§ **Exercise details**:
Only the lines from the one with "Guideline: for each instance of the blurred" onward are wanted, through the last line of the entries, set down exactly.

---+---

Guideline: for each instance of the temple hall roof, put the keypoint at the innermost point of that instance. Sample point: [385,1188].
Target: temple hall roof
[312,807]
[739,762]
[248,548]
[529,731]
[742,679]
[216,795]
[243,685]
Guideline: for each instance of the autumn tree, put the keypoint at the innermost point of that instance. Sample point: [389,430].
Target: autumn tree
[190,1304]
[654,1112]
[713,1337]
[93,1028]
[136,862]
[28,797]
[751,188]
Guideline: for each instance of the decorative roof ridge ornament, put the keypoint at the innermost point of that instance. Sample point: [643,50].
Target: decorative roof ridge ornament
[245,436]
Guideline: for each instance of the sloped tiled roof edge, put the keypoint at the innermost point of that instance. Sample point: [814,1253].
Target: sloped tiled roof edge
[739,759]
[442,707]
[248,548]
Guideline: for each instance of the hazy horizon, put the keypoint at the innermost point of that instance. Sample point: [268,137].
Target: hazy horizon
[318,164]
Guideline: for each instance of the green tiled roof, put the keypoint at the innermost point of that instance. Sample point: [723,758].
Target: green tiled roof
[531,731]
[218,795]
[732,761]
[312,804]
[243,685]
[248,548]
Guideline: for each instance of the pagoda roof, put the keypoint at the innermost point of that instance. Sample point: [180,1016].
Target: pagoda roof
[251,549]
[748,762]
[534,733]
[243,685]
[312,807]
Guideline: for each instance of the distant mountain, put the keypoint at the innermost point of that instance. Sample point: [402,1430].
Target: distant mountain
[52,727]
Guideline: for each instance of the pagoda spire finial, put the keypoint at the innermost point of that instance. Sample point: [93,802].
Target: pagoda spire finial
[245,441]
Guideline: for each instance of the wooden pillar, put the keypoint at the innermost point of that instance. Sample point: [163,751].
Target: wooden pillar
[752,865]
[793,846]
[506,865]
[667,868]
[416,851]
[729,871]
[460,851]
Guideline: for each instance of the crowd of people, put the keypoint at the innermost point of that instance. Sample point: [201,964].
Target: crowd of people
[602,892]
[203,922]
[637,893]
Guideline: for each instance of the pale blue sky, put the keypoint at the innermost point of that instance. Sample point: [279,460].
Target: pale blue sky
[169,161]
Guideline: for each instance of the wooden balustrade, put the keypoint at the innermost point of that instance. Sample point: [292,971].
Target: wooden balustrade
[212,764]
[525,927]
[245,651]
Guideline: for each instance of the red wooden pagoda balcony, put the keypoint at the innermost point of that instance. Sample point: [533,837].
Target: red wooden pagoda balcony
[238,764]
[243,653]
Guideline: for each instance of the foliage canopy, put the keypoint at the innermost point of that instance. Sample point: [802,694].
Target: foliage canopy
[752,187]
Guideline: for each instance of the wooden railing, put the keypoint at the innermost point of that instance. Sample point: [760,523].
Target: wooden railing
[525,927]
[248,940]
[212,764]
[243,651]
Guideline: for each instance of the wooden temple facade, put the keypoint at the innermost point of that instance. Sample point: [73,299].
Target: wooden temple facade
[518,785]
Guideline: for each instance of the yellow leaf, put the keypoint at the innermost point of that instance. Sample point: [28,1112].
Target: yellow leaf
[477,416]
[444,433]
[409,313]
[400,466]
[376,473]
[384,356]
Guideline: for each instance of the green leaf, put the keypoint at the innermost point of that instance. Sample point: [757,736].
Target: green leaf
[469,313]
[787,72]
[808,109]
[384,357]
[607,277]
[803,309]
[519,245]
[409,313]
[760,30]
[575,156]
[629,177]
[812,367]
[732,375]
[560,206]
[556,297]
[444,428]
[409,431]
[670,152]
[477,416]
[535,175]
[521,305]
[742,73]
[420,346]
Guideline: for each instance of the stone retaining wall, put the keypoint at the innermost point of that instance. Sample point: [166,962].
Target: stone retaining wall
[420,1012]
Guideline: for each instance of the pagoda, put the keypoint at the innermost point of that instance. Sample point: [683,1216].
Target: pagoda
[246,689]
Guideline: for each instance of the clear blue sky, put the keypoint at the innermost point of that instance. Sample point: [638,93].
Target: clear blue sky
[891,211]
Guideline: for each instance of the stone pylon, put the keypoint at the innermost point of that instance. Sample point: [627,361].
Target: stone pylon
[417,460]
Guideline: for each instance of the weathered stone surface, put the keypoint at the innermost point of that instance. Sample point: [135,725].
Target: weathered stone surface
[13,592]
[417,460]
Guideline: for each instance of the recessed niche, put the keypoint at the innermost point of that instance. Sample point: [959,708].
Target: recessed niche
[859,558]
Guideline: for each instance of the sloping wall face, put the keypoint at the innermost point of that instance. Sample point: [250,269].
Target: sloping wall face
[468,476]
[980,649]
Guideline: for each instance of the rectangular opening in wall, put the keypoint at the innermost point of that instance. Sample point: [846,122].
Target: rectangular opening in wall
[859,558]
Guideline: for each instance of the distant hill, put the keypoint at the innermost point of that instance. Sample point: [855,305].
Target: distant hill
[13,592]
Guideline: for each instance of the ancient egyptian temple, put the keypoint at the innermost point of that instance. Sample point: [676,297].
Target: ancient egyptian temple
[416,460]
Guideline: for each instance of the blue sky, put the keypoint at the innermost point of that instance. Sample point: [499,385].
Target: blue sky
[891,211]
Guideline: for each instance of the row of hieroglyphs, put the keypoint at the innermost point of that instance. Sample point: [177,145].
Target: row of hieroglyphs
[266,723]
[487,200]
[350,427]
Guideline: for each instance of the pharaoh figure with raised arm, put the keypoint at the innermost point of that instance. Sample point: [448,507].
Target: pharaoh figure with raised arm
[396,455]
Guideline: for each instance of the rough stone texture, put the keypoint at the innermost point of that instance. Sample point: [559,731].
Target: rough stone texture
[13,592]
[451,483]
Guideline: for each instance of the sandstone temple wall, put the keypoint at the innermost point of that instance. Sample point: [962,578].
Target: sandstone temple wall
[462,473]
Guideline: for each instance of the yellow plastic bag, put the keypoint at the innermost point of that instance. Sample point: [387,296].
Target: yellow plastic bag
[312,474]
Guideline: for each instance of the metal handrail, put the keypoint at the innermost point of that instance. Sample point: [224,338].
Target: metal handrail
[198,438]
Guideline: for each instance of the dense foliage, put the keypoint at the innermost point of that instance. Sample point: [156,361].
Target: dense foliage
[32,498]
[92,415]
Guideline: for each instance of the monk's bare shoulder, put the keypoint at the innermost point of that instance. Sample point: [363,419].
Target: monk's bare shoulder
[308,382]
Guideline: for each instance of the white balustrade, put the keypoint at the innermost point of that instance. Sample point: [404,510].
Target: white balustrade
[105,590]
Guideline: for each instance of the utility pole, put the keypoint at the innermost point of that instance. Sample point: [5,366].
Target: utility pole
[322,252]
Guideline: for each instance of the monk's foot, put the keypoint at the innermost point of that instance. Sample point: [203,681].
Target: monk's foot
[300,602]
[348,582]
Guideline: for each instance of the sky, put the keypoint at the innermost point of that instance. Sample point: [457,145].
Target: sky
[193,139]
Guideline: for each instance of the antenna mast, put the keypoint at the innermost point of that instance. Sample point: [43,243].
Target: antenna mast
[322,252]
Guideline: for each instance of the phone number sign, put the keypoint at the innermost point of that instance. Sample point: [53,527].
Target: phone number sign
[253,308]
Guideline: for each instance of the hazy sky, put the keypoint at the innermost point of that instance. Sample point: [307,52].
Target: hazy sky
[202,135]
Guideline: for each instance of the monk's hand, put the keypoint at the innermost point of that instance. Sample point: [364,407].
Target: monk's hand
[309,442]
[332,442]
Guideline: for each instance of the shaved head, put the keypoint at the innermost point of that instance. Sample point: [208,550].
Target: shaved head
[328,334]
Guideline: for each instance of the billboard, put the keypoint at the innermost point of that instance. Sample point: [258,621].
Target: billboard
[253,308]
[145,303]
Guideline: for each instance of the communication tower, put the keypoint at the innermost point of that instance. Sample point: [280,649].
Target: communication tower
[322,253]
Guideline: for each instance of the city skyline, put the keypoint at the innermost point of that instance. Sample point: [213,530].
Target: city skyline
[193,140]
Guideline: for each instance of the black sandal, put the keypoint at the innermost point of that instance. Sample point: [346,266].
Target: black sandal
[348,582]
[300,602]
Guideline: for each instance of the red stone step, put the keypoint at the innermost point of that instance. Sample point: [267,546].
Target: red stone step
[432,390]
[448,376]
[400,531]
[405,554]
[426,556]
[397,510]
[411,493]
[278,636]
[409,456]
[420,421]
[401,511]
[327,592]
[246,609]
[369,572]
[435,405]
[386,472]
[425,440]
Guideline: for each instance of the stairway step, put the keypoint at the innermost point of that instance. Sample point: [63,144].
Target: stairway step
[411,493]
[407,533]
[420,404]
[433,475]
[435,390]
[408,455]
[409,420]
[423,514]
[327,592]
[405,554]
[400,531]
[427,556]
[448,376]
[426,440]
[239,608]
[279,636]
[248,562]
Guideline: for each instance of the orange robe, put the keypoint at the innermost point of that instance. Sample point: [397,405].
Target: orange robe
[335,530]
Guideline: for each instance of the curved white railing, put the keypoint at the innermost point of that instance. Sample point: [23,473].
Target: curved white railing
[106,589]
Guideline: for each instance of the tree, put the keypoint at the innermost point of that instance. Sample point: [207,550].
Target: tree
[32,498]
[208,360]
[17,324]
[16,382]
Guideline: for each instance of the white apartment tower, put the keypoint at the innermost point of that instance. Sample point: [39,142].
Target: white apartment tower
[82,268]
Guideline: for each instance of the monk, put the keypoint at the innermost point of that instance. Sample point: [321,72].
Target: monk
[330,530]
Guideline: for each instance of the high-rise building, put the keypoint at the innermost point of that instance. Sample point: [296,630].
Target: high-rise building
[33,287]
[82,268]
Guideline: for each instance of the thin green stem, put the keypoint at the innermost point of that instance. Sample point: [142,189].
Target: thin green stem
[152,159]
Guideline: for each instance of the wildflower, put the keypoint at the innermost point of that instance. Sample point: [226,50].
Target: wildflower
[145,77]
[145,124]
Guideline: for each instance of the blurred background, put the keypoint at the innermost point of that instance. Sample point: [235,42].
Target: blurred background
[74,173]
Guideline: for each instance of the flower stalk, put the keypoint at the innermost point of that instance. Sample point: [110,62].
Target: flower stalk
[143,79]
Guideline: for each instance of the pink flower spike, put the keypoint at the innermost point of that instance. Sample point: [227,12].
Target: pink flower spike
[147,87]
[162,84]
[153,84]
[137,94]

---+---

§ **Correct result**:
Guideline: for each instance of the blurred background, put the keypoint at the innermost point of that instance. Sample point: [235,42].
Target: blurred background
[74,173]
Guideline: for each instance of the flower stalk, put the keypoint at the innermost point of that instance. Sample point: [110,62].
Target: flower stalk
[143,79]
Guideline: for each instance of the pink flower spike, put the keypoint at the innermost point of that instance. Sample point: [227,12].
Target: pink flower spike
[147,87]
[162,84]
[153,84]
[137,94]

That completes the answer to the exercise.